Your goal
Go through the records below and show every line with the string "white".

Image-grounded pointing data

####

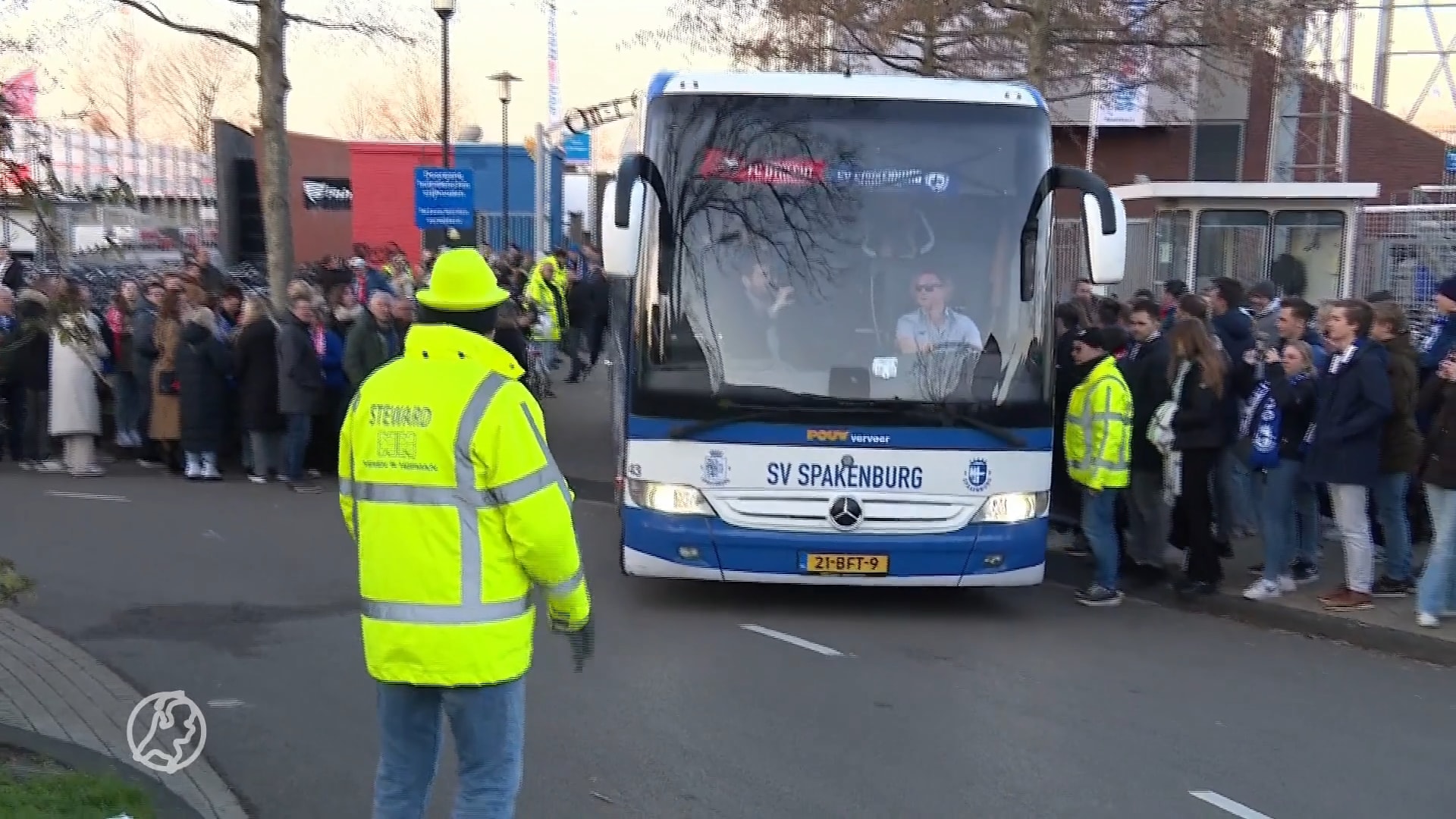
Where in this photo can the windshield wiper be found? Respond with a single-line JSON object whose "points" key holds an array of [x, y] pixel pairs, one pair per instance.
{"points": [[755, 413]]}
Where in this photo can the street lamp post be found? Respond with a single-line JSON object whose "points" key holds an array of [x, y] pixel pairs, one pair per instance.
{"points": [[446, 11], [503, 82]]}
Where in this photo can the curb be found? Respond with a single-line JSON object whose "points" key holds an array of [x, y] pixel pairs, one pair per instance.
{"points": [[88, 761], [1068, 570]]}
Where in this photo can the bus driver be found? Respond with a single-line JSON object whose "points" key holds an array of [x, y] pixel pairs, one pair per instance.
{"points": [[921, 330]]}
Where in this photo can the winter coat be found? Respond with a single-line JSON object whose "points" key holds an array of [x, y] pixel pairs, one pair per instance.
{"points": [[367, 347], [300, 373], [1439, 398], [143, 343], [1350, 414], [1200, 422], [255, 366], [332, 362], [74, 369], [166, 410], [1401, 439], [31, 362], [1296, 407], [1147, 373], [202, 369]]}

####

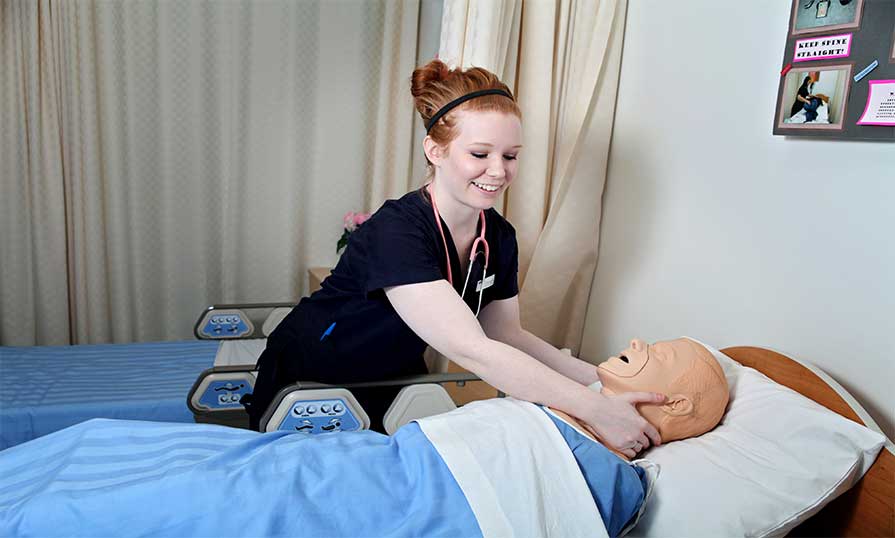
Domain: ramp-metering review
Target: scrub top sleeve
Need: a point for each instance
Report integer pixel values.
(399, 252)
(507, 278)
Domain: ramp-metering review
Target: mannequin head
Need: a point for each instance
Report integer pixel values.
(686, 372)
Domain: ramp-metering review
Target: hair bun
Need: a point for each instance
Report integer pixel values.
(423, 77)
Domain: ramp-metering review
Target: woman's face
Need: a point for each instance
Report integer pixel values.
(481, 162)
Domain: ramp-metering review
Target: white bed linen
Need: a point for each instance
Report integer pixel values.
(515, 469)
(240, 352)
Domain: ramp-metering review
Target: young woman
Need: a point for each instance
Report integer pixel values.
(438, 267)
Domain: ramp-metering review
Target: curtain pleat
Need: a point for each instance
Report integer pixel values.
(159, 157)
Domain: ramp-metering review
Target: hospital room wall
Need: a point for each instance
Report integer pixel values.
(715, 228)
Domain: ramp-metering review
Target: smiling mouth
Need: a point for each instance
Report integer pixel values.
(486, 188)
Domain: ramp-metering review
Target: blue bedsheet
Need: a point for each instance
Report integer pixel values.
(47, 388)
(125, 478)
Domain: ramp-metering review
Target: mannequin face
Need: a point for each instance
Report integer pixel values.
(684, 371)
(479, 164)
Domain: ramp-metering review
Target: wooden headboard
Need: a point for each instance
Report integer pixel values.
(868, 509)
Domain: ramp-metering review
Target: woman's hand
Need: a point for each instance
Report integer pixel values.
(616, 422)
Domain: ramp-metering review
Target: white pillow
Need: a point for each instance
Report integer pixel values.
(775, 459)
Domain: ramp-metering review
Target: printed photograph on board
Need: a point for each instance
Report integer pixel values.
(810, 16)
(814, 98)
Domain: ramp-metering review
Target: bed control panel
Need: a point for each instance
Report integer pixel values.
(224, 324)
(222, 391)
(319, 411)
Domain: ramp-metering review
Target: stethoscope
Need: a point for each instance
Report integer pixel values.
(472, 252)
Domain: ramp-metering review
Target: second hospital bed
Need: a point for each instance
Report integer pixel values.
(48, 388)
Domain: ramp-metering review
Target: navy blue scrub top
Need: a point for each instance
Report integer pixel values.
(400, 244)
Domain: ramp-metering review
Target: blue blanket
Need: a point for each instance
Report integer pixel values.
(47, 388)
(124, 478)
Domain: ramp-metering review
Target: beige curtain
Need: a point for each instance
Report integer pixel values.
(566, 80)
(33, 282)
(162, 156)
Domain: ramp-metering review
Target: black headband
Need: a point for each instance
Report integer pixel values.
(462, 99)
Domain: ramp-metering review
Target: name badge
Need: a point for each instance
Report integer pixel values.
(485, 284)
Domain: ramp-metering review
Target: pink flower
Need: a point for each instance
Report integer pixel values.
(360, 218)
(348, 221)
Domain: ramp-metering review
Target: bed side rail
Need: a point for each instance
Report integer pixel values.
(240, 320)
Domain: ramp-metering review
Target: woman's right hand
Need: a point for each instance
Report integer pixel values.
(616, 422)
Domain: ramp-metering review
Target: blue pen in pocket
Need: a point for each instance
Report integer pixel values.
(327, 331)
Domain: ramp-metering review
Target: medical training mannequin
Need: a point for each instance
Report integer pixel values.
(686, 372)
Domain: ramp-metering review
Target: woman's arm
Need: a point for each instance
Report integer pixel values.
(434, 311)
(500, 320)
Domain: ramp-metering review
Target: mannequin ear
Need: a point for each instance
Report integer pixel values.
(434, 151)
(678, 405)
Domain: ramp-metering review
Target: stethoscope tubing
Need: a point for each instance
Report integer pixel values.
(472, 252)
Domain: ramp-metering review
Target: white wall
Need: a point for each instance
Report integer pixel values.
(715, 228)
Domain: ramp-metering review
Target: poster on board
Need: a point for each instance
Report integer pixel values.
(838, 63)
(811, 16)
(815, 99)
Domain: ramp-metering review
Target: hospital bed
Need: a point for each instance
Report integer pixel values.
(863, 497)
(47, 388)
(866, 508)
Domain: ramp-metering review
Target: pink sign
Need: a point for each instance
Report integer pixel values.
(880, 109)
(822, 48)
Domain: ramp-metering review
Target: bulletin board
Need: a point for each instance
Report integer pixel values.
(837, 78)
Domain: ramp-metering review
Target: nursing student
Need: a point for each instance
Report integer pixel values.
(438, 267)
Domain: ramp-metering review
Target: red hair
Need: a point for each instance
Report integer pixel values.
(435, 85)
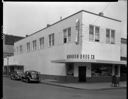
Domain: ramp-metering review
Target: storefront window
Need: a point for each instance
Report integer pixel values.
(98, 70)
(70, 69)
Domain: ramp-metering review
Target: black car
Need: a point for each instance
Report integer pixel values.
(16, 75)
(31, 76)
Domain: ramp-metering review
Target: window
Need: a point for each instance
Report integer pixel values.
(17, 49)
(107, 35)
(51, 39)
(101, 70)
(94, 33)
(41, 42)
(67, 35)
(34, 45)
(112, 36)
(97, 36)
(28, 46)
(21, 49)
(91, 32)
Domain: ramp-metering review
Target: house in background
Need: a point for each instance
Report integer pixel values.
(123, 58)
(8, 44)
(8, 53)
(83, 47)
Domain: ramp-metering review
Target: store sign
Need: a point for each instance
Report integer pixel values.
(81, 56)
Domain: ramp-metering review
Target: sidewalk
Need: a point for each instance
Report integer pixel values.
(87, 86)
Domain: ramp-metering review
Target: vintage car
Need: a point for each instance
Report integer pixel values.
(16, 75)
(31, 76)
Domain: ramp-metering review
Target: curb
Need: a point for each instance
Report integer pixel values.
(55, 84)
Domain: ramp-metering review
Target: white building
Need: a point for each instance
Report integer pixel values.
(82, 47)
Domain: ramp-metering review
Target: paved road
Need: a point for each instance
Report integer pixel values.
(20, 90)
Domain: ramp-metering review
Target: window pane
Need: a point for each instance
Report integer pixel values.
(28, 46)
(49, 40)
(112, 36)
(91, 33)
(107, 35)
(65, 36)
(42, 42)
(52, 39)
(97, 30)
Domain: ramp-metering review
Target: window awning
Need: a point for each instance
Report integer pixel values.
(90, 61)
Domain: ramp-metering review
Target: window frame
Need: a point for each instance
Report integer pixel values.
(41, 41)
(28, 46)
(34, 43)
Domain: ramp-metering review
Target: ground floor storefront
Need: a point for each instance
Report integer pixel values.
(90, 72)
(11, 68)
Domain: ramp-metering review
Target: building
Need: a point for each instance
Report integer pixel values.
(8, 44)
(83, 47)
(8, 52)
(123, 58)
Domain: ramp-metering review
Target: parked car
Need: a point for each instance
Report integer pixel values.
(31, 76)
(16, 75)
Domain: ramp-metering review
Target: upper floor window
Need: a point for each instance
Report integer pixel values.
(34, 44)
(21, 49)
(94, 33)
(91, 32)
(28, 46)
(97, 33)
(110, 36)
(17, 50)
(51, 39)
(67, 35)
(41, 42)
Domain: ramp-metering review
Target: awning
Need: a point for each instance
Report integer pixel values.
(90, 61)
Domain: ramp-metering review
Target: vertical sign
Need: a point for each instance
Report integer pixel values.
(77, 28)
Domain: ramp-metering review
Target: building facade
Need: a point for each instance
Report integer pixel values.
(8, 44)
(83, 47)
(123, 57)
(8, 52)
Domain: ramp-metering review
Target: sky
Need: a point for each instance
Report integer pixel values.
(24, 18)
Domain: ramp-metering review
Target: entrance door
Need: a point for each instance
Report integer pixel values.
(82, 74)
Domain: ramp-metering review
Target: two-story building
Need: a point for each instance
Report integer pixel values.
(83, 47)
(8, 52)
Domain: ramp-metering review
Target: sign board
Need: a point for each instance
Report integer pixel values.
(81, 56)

####

Response to the task
Target: white bed linen
Target: white pillow
Target: white wall
Target: white building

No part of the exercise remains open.